--- BEGIN Records shown ---

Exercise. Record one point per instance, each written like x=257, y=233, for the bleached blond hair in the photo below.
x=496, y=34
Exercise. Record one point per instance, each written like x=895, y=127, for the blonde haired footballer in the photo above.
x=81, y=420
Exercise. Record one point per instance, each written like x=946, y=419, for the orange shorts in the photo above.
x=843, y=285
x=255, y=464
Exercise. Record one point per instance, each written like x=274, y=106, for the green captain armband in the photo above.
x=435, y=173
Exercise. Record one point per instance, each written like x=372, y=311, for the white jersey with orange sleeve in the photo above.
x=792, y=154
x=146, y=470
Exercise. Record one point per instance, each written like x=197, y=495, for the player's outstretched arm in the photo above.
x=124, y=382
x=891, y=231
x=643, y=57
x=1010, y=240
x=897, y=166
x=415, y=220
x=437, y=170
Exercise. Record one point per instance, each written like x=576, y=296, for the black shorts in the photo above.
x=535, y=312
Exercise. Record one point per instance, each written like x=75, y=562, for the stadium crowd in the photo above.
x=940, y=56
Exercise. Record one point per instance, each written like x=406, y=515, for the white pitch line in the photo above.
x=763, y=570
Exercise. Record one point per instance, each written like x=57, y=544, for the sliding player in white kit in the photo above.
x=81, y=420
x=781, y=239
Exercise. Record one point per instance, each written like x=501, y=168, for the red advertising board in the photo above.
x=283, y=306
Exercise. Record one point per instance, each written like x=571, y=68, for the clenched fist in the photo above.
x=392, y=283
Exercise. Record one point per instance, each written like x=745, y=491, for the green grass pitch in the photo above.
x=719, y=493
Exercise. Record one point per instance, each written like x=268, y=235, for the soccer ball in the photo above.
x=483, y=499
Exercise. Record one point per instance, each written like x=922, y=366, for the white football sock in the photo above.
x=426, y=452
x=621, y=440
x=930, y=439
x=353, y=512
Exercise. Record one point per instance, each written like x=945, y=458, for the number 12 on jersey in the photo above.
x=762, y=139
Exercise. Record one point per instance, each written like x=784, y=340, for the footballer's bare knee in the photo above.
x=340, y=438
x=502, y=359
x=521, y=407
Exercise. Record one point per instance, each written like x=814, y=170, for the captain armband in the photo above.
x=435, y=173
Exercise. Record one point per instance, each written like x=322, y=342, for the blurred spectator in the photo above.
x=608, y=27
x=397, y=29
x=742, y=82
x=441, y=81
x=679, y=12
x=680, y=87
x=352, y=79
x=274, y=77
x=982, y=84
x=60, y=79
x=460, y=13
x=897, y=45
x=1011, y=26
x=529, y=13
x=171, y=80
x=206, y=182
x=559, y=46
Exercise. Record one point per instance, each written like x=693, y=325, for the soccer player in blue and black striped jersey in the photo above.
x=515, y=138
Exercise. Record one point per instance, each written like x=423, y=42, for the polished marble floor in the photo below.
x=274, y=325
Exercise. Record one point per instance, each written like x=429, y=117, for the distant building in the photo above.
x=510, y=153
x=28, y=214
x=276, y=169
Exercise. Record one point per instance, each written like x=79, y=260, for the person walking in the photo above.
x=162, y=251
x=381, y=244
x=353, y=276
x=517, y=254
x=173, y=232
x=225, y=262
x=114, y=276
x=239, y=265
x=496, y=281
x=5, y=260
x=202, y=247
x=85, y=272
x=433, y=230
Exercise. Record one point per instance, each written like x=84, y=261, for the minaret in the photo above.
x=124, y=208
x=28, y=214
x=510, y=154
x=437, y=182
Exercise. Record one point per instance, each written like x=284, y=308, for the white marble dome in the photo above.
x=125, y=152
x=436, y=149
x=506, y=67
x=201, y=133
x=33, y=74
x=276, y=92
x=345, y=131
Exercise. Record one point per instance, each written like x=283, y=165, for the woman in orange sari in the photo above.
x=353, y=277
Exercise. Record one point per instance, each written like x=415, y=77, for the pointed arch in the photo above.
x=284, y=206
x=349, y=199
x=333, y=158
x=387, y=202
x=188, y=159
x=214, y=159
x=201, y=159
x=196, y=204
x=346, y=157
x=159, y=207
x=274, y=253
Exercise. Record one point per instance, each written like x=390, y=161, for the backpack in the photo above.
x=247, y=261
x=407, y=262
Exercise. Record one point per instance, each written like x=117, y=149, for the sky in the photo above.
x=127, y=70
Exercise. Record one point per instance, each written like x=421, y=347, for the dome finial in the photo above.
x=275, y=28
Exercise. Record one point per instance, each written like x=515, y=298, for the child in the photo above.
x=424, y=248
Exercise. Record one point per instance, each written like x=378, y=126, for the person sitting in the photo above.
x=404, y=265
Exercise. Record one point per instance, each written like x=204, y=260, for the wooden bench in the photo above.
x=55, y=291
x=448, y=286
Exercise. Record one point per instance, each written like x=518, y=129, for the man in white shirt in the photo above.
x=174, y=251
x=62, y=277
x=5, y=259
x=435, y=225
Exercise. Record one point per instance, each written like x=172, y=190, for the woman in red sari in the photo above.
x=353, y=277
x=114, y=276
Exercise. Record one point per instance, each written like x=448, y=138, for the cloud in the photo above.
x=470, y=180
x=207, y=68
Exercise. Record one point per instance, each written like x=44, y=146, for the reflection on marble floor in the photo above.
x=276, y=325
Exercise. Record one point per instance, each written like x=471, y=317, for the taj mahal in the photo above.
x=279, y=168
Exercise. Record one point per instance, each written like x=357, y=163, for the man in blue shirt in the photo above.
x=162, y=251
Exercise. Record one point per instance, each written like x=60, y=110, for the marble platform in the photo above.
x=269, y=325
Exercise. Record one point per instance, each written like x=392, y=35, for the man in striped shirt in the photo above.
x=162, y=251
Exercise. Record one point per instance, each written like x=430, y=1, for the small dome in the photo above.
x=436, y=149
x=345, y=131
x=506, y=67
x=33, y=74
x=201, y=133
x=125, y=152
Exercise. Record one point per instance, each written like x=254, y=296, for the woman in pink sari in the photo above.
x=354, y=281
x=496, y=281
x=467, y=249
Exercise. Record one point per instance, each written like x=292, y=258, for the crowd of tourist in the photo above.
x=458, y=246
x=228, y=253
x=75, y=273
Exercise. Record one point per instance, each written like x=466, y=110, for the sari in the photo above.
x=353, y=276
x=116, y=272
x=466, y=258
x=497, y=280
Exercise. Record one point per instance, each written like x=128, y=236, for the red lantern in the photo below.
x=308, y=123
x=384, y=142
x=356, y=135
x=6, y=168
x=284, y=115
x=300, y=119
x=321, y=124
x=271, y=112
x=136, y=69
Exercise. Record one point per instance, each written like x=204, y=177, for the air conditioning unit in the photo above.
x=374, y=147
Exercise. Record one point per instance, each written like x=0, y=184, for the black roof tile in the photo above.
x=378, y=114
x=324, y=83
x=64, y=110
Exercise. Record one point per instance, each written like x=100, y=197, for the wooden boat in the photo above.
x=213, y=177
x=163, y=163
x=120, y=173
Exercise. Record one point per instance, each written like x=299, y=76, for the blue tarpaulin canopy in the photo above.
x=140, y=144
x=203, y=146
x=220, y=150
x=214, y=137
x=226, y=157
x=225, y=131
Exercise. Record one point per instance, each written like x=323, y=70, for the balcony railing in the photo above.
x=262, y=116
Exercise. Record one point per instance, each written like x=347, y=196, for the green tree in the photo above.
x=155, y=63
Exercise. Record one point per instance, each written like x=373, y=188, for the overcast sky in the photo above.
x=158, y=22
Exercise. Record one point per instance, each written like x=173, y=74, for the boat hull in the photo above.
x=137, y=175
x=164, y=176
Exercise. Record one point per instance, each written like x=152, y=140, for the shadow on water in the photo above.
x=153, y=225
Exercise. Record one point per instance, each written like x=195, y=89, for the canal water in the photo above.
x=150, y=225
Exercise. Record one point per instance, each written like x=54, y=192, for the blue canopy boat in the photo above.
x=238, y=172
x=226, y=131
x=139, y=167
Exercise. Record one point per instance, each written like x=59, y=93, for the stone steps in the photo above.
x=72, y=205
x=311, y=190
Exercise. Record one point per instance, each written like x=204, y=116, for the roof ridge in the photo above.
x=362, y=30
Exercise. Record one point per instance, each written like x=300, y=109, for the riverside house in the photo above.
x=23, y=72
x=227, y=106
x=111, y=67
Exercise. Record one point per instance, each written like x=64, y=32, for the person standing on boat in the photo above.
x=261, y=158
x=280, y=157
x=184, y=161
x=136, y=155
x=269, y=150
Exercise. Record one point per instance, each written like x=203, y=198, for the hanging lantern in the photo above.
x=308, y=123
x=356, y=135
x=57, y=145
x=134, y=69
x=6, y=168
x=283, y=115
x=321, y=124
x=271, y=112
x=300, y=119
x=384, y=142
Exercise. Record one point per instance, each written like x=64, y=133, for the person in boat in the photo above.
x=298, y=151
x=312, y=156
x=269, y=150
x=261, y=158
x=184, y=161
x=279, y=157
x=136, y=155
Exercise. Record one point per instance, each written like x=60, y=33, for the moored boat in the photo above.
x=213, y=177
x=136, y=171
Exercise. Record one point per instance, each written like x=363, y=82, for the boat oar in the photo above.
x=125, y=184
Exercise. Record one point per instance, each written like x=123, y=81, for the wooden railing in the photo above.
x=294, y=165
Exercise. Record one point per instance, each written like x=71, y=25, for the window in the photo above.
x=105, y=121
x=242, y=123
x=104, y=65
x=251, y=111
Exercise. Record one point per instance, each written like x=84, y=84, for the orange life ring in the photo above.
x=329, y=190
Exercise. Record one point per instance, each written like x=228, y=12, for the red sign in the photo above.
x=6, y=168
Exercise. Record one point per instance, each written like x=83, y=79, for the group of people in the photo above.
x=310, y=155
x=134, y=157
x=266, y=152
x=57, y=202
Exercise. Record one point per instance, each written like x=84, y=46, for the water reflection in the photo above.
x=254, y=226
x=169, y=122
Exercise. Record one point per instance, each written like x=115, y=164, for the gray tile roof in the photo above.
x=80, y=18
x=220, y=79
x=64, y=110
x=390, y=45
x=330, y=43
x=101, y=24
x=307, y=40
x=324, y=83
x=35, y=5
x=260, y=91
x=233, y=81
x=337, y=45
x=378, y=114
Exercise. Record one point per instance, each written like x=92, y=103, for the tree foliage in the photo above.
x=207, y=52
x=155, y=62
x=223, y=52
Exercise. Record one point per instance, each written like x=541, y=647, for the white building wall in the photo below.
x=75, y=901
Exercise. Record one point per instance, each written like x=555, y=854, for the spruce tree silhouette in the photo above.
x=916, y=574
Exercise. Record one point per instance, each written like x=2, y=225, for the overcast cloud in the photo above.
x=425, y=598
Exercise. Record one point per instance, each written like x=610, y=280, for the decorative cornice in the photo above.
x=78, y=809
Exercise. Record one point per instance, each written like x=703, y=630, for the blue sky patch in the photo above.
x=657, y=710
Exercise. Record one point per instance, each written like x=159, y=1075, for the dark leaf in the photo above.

--- END Records shown ---

Exercise task
Through the last line of the entries above, beginning at the line containing "ring in the photo above.", transcribe each line exactly, both ends included and nothing more.

Exercise solution
Exercise. Record one point per instance, each written like x=84, y=84, for the orange life ring in the photo above.
x=329, y=190
Exercise. Record one point per instance, each written like x=228, y=12, for the red sign in the photo above.
x=6, y=168
Exercise. Record one point per instance, each written like x=83, y=79, for the group of people in the photo above.
x=310, y=155
x=134, y=157
x=266, y=152
x=57, y=202
Exercise. Record one point per instance, each written like x=84, y=46, for the water reflection in the photo above.
x=254, y=226
x=169, y=122
Exercise. Record one point per instance, each written like x=115, y=164, for the gray tile roof in the photo above.
x=80, y=18
x=220, y=79
x=64, y=110
x=390, y=45
x=330, y=43
x=101, y=24
x=307, y=40
x=324, y=83
x=35, y=5
x=260, y=91
x=233, y=81
x=337, y=45
x=378, y=114
Exercise. Record one point per instance, each written like x=92, y=103, for the tree foliage in the photo above.
x=207, y=52
x=155, y=62
x=223, y=52
Exercise. Record one point per instance, each written like x=541, y=647, for the white building wall in the photo below.
x=75, y=901
Exercise. Record one point per instance, each written like x=555, y=854, for the spruce tree silhouette in the photo above.
x=916, y=574
Exercise. Record one point per instance, each written like x=2, y=225, for the overcast cloud in the photo above.
x=425, y=598
Exercise. Record one point per instance, each written like x=610, y=280, for the decorative cornice in the photo above.
x=78, y=809
Exercise. Record one point per instance, each written like x=703, y=630, for the blue sky patch in the photo above.
x=657, y=710
Exercise. Record one point per instance, each written like x=159, y=1075, for the dark leaf in the photo above.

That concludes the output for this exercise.